Coordinate annotation records:
--- Start ---

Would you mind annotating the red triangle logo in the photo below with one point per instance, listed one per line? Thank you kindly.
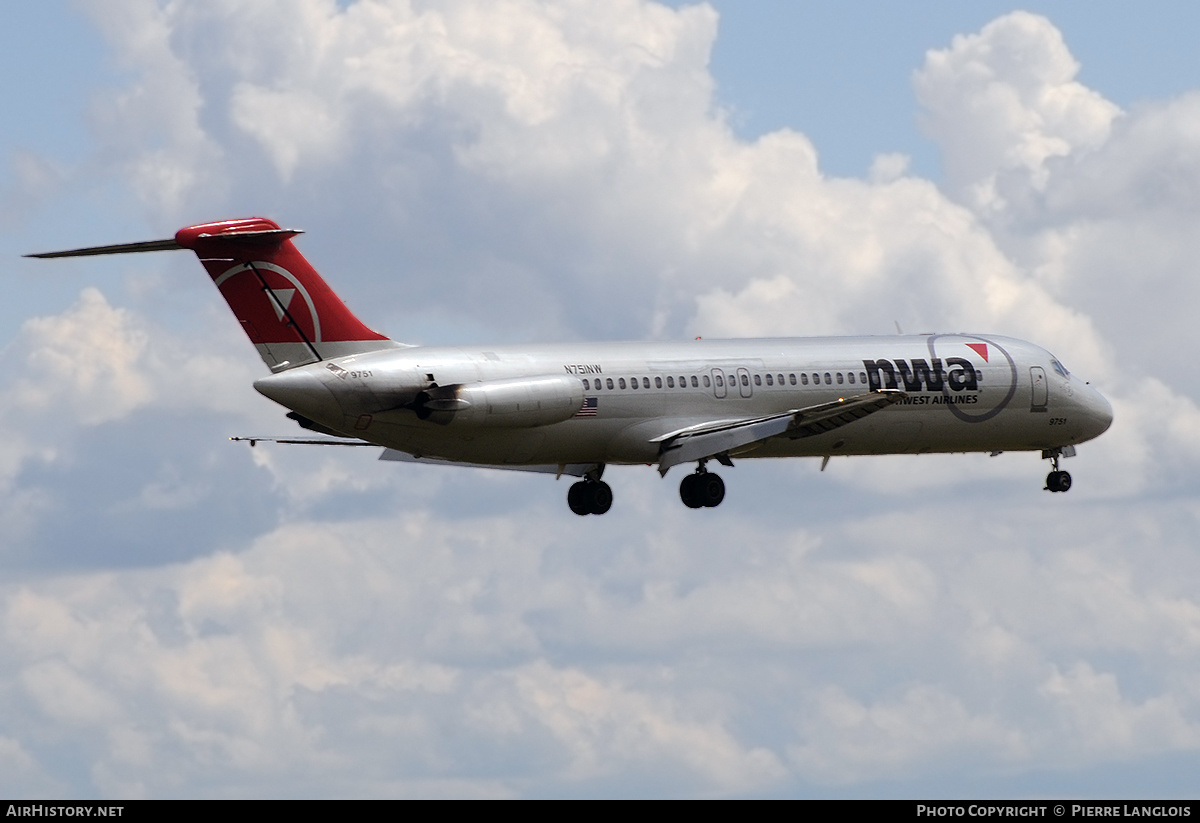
(981, 348)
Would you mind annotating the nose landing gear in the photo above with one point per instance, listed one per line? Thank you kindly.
(702, 490)
(1059, 480)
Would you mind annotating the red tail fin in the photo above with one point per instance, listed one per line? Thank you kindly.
(287, 310)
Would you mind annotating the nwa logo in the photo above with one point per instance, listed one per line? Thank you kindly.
(921, 374)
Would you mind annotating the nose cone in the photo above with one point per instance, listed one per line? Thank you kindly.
(1097, 414)
(303, 391)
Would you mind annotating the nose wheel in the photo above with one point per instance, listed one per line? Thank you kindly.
(702, 490)
(1057, 480)
(589, 497)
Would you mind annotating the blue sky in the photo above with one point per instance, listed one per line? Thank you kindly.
(185, 617)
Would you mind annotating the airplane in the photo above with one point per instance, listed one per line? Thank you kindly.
(575, 408)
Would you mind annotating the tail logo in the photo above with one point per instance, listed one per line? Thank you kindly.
(279, 295)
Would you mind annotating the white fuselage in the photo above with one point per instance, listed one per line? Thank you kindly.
(615, 402)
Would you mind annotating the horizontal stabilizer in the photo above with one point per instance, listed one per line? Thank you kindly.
(120, 248)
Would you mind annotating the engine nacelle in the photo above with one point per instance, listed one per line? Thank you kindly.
(520, 402)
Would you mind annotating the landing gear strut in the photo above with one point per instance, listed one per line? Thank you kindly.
(702, 490)
(591, 496)
(1057, 480)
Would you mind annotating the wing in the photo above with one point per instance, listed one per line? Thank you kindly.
(571, 469)
(717, 438)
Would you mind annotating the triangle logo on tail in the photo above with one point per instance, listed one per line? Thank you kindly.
(981, 349)
(282, 298)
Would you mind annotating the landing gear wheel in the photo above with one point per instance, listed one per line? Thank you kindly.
(711, 490)
(589, 497)
(702, 491)
(689, 491)
(577, 498)
(1059, 481)
(600, 498)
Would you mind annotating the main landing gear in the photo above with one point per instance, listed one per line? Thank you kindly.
(1057, 480)
(591, 496)
(702, 490)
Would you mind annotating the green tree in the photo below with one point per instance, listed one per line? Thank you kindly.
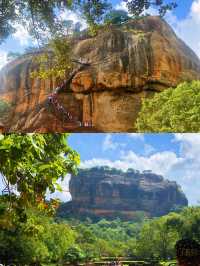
(116, 17)
(173, 110)
(138, 7)
(36, 241)
(94, 12)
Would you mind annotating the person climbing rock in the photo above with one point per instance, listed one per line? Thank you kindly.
(188, 252)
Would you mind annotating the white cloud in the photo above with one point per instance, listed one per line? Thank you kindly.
(188, 29)
(70, 15)
(138, 136)
(64, 195)
(156, 162)
(109, 144)
(3, 59)
(121, 6)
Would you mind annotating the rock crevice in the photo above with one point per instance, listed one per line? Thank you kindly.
(110, 193)
(127, 63)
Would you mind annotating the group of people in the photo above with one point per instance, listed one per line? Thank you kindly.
(60, 110)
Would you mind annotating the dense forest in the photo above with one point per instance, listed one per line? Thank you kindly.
(32, 234)
(41, 239)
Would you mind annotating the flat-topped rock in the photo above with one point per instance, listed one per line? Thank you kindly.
(111, 193)
(127, 63)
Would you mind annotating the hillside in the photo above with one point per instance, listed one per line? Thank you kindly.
(126, 63)
(111, 193)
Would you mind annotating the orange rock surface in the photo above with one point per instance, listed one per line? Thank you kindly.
(127, 63)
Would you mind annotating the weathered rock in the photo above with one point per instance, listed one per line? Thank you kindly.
(128, 62)
(111, 193)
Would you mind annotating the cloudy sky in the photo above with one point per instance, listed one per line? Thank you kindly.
(185, 20)
(175, 156)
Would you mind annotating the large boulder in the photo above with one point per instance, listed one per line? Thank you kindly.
(127, 63)
(111, 193)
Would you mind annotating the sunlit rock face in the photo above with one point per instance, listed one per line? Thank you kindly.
(111, 193)
(127, 63)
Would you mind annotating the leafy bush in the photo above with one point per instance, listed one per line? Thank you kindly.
(173, 110)
(4, 109)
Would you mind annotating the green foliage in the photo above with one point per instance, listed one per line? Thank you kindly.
(12, 56)
(138, 7)
(38, 240)
(4, 109)
(173, 110)
(41, 240)
(116, 17)
(94, 11)
(74, 255)
(34, 163)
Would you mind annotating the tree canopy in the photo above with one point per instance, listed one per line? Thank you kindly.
(33, 163)
(173, 110)
(42, 19)
(138, 7)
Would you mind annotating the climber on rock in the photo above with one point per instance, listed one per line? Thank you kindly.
(188, 252)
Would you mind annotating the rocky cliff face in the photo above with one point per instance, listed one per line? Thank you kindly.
(111, 193)
(127, 62)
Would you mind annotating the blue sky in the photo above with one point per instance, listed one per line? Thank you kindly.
(185, 20)
(175, 156)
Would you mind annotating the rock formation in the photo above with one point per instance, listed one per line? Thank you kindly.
(127, 62)
(110, 193)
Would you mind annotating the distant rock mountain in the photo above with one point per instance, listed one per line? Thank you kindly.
(111, 193)
(127, 63)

--- End ---

_Exercise description_:
Rewrite all the lines above, replacing "photo" with "image" throughout and leaving everything else unchanged. Omit the pictures from your answer.

_Final result_:
Would you mind annotating the red triangle logo in the image below with one point per instance, listed one per line? Thank you kindly.
(981, 348)
Would you mind annotating the nose landing gear in the image above with one point per instance, listed one per line? Thank you kindly.
(702, 490)
(1059, 480)
Would you mind annotating the red tail fin in the image above with one point per instance, listed one per line? Thank you kindly.
(287, 310)
Would you mind annotating the nwa logo in the image above with one point per instance, listed one per line? Thank you kindly.
(921, 374)
Would you mind annotating the nose cone in the image above with one point per instance, listed one per line? Thank you kindly.
(1097, 414)
(303, 391)
Would you mind annotating the nose wheel in the image above with one point per instance, listed one per line? Thank you kindly.
(702, 490)
(1057, 480)
(589, 497)
Would you mind annotating the blue sky in the image above with one point per instance, listed one per line? Thank you kindly.
(185, 617)
Would you mind annotating the airplane in the image above with one point per instance, listed one per line? Thank you kindly.
(575, 408)
Would you mind annotating the tail logo in the image above with one point per instance, listed one per line? Thank you kindly.
(279, 295)
Would you mind annotating the white fuselage in the image above with one point per instance, listed one per line? Thank you kindly.
(615, 402)
Would you mind annotating the horizontal stabilizer in the image above with one point per instance, listed one per line? Thank you kindly.
(120, 248)
Would you mind annotating the engine nacelle in the image above with one point per instance, listed one per line? Thank you kindly.
(520, 402)
Would you mind annotating the landing gear strut in the image above with one point per instance, listed one per line? Thank you kindly.
(702, 490)
(591, 496)
(1057, 480)
Would you mind annotating the wing in the image above with one point per instance, listed one per line? Thank you kindly.
(571, 469)
(717, 438)
Would you mind annotating the triangle logo on tail in the image above with one point per instance, listed one per line? Thank you kindly.
(981, 349)
(282, 298)
Would you mind annotating the landing gear wheel in the image above with one point per instance, listed one per line? Thank you kindly.
(711, 490)
(589, 497)
(702, 491)
(689, 491)
(577, 498)
(1059, 481)
(600, 498)
Would you mind annotating the main landing gear in the image above with one point per instance, listed one per line? Thank you kindly.
(1057, 480)
(591, 496)
(702, 490)
Would you mind annotating the green tree in the image below with one point per instance, listed one per line? Thank you kindly.
(116, 17)
(173, 110)
(138, 7)
(36, 241)
(94, 12)
Would you mind annotating the person climbing rock in the image above with one point per instance, listed one per line? Thank you kindly.
(188, 252)
Would you mind annotating the white cloud in the image above with one point per instance, listed one per line? Thank you kindly.
(188, 29)
(70, 15)
(138, 136)
(64, 195)
(156, 162)
(109, 144)
(3, 59)
(121, 6)
Would you mind annotating the rock crevice in the image above with one point per instance, listed one per line? Thank you kindly.
(110, 193)
(127, 63)
Would you mind annotating the group of people in the image above with one point per instance, listed one per line? Thank you kindly.
(60, 110)
Would you mind annotating the dense forest in the image above with one point per instance, listed one per line? Thank you kindly.
(32, 234)
(41, 239)
Would you mind annotating the flat-topped rock in the image above with one point per instance, listed one per line? Thank you kindly.
(111, 193)
(127, 63)
Would you mind annotating the hillside in the image above with one point per instance, listed one per line? Thank you kindly.
(126, 63)
(111, 193)
Would you mind annotating the orange rock surface in the image above with one point per instance, listed one per line? Thank you kindly.
(127, 63)
Would you mind annotating the weathered rock in the image above with one point per instance, listed one per line? Thank you kindly.
(128, 62)
(111, 193)
Would you mind annotating the cloudy sky in the image above with one point per instance, listed one per line? Thank you kindly.
(185, 20)
(175, 156)
Would you mind annotating the large boulder in the image above with one point per instance, listed one per line? Thank you kindly.
(127, 63)
(111, 193)
Would you mind annotating the sunlit rock face in the image above with one point per instance, listed one per line? Thank you kindly.
(111, 193)
(127, 63)
Would you mind annotating the leafy bush in the image above with one point per instance, listed one per line? Thank you kindly.
(173, 110)
(4, 109)
Would you mind annotating the green foliage in the image above with one point per instance, listed one per line? Thank you kindly.
(12, 56)
(138, 7)
(38, 240)
(4, 109)
(173, 110)
(41, 240)
(116, 17)
(94, 11)
(74, 255)
(34, 163)
Would you mind annotating the tree canopy in the image above with one point per instance, listed one per line? Thank you kindly.
(33, 163)
(173, 110)
(42, 19)
(138, 7)
Would you mind annotating the climber on rock in the image above with one point per instance, listed one per line? Thank you kindly.
(188, 252)
Would you mind annotating the rocky cliff face in the image above with one point per instance, listed one per line? Thank you kindly.
(111, 193)
(127, 62)
Would you mind annotating the blue sky in the image above with one point per instance, listed one per line? Thank you kindly.
(185, 20)
(175, 156)
Would you mind annotating the rock formation in the image above with one point per instance, listed one per line? Thank you kindly.
(127, 62)
(110, 193)
Would you mind annotating the distant rock mountain in the image above with one point per instance, listed one per line? Thank you kindly.
(111, 193)
(127, 63)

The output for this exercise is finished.